Quoted passage:
Pope responding well to pneumonia therapy and showing ‘slight improvement’
A Vatican statement said doctors decided to keep Francis’s prognosis guarded, meaning he is not out of danger.

Pope Francis is responding well to treatment for double pneumonia and has shown a “gradual, slight improvement” in recent days, the Vatican has said.
The 88-year-old, who has chronic lung disease and had part of one lung removed as a young man, has remained stable with no fever and good oxygen levels in his blood for several days, doctors said in a Vatican statement.
But they have decided to keep his prognosis as guarded, meaning he is not out of danger yet.
The doctors said such stability “as a consequence testifies to a good response to therapy”.

It is the first time doctors have reported Francis is responding positively to the treatment for the complex lung infection that was diagnosed after he was taken to hospital on February 14.
Francis worked and rested during the day on Saturday, as he entered his fourth week at Rome’s Gemelli hospital with his condition stabilised after a few bouts of acute respiratory crises last week.
“In order to record these initial improvements in the coming days as well, his doctors have prudently maintained the prognosis as guarded,” the statement said.
In his absence, the Vatican’s day-to-day operations continued, with Cardinal Pietro Parolin celebrating Mass for an anti-abortion group in St Peter’s Basilica. At the start, he delivered a message from the Pope from the hospital on the need to protect life, from birth to natural death.
In the message, dated March 5 and addressed to the Movement for Life, which seeks to provide women with alternatives to abortion, Francis encouraged the faithful to promote anti-abortion activities not just for the unborn, but “for the elderly, no longer independent or the incurably ill”.
Later on Saturday, another cardinal closely associated with Francis’s papacy, Canadian Cardinal Michael Czerny, will preside over the nightly recitation of prayers for Francis.
Cardinal Czerny then returns on Sunday to celebrate the Holy Year Mass for volunteers which Francis had been due to celebrate.
Francis has been using high flows of supplemental oxygen to help him breathe during the day and a non-invasive mechanical ventilation mask at night.
Francis was admitted on February 14 for what was then just a bad case of bronchitis. The infection progressed into a complex respiratory tract infection and double pneumonia which has sidelined him for the longest period of his 12-year papacy and raised questions about the future.

Study questions:
a: From the news report on the Pope's health, output everything from "Francis worked and" down to "the statement said.", copied exactly.
b: Using the news report on the Pope's health, answer yes or no to each statement and quote the words that decide it: (i) Francis is 88 years old. (ii) Cardinal Pietro Parolin will preside over the nightly recitation of prayers for Francis. (iii) The doctors lifted the guarded prognosis.
c: According to the news report on the Pope's health, what has Francis been using at night to help him breathe?

Material shown:
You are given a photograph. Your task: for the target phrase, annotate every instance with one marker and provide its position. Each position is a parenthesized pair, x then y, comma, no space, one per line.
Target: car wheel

--

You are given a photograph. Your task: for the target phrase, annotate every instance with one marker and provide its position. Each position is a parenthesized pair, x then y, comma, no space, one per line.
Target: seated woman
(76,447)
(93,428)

Results:
a:
Francis worked and rested during the day on Saturday, as he entered his fourth week at Rome’s Gemelli hospital with his condition stabilised after a few bouts of acute respiratory crises last week.
“In order to record these initial improvements in the coming days as well, his doctors have prudently maintained the prognosis as guarded,” the statement said.

b:
(i) Yes: "The 88-year-old, who has chronic lung disease and had part of one lung removed as a young man"
(ii) No: "Canadian Cardinal Michael Czerny, will preside over the nightly recitation of prayers for Francis"
(iii) No: "his doctors have prudently maintained the prognosis as guarded"

c: A non-invasive mechanical ventilation mask.